Start SOURCE DATA

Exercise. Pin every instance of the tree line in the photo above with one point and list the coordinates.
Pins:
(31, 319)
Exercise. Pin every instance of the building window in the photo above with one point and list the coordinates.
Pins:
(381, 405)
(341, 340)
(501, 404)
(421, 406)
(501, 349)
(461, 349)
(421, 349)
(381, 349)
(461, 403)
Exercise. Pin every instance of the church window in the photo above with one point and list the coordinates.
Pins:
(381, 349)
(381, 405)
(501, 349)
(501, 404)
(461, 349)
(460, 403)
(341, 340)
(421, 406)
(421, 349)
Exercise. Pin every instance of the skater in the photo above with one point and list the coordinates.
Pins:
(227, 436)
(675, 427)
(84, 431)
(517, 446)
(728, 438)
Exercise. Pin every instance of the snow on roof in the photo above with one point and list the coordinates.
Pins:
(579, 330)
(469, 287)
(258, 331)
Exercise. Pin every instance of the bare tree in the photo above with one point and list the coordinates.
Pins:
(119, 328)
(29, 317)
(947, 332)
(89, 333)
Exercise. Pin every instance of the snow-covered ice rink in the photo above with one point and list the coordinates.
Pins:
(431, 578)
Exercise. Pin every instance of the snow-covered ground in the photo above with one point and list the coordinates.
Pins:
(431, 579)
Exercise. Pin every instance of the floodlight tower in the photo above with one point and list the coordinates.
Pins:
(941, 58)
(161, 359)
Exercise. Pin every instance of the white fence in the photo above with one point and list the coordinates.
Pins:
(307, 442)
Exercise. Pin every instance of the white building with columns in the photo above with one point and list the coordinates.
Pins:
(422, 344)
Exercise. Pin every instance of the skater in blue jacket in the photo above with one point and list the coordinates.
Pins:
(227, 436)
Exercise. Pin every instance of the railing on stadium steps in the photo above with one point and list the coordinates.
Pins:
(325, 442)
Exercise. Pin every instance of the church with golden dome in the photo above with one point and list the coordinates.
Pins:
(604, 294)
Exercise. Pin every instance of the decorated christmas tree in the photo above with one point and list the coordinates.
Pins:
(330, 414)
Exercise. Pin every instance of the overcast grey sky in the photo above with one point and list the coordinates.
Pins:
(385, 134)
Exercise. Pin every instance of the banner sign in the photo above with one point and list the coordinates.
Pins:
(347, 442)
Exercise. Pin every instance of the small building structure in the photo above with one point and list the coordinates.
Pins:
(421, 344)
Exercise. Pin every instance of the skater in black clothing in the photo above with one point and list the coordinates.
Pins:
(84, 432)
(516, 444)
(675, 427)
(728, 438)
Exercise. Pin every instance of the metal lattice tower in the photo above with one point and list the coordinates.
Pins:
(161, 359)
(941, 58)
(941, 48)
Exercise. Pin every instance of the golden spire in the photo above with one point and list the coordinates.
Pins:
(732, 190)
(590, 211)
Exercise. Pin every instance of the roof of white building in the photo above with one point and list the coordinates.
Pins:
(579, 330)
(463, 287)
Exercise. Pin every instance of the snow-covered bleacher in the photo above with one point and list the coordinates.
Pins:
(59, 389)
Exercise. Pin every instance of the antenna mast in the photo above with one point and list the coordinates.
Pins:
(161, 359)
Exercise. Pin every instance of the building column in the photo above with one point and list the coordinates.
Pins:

End SOURCE DATA

• _GIVEN PROBLEM_:
Rewrite the records above, replacing every "Exercise" with "Task" and keeping everything else unchanged.

• _WRITTEN SOLUTION_:
Task. Pin every instance of the tree line in the photo above with one point and list the coordinates.
Pins:
(31, 319)
Task. Pin every instance of the building window in the photo above with one point and list the coordinates.
Pins:
(381, 405)
(341, 340)
(501, 404)
(421, 406)
(501, 349)
(461, 349)
(421, 349)
(381, 349)
(461, 403)
Task. Pin every instance of the church window in the photo above with one point and list the coordinates.
Pins:
(381, 349)
(381, 405)
(501, 349)
(501, 404)
(461, 349)
(460, 403)
(341, 340)
(421, 406)
(421, 349)
Task. Pin every instance of the skater in the photo above with one point and list the coordinates.
Pins:
(227, 436)
(675, 427)
(84, 431)
(517, 446)
(728, 438)
Task. Pin every instance of the snow on roof in the photo above with one point and list the coordinates.
Pins:
(579, 330)
(469, 287)
(258, 331)
Task. Pin every instance of the bare tree in the photo above with one point and list the coordinates.
Pins:
(119, 328)
(29, 317)
(947, 332)
(89, 333)
Task. Pin every instance of the snow-covered ice rink in the photo above with one point and list the coordinates.
Pins:
(431, 578)
Task. Pin every instance of the snow-covered ground in the photo above with one point and list the coordinates.
Pins:
(431, 579)
Task. Pin every instance of the floodlight tower in the photo above with one point and list the coordinates.
Pins:
(941, 58)
(161, 359)
Task. Pin every instance of the white fence in the photo above with one point and list the coordinates.
Pins:
(307, 442)
Task. Pin every instance of the white building with columns in the photo above with one point and list the coordinates.
Pins:
(422, 344)
Task. Pin every instance of the skater in blue jacket in the photo above with one point and list the coordinates.
Pins:
(227, 436)
Task. Pin every instance of the railing on stadium steps in the photo above with one point and list the coordinates.
Pins:
(325, 442)
Task. Pin every instance of the church with golden dome in the photo above with one point and list the coordinates.
Pins:
(604, 294)
Task. Pin every instance of the decorated christmas tree in the photo above with one point and list the coordinates.
Pins:
(330, 414)
Task. Pin every instance of the overcast grey sky in the photo above with one point and list the coordinates.
Pins:
(385, 134)
Task. Pin every instance of the banner sign in the photo above with one point and list the coordinates.
Pins:
(347, 442)
Task. Pin every instance of the small building structure in the photo above with one point and list the coordinates.
Pins:
(421, 344)
Task. Pin every instance of the skater in black clothing in the photo above with one point and list the coordinates.
Pins:
(84, 432)
(516, 444)
(675, 427)
(728, 438)
Task. Pin every instance of the metal lattice tower in the photo above with one point and list the coordinates.
Pins:
(161, 359)
(941, 58)
(941, 48)
Task. Pin every instance of the golden spire in the photo above with one point and list the coordinates.
Pins:
(732, 190)
(590, 211)
Task. Pin every instance of the roof of white building in the photo above with one point and list the coordinates.
Pins:
(579, 330)
(463, 287)
Task. Pin every instance of the snow-covered bleacher in the photo above with one point and list the coordinates.
Pins:
(59, 389)
Task. Pin every instance of the antenna mast in the photo above with one point and list the coordinates.
Pins:
(161, 359)
Task. Pin every instance of the building column in the photo above with one point and list the coordinates.
Pins:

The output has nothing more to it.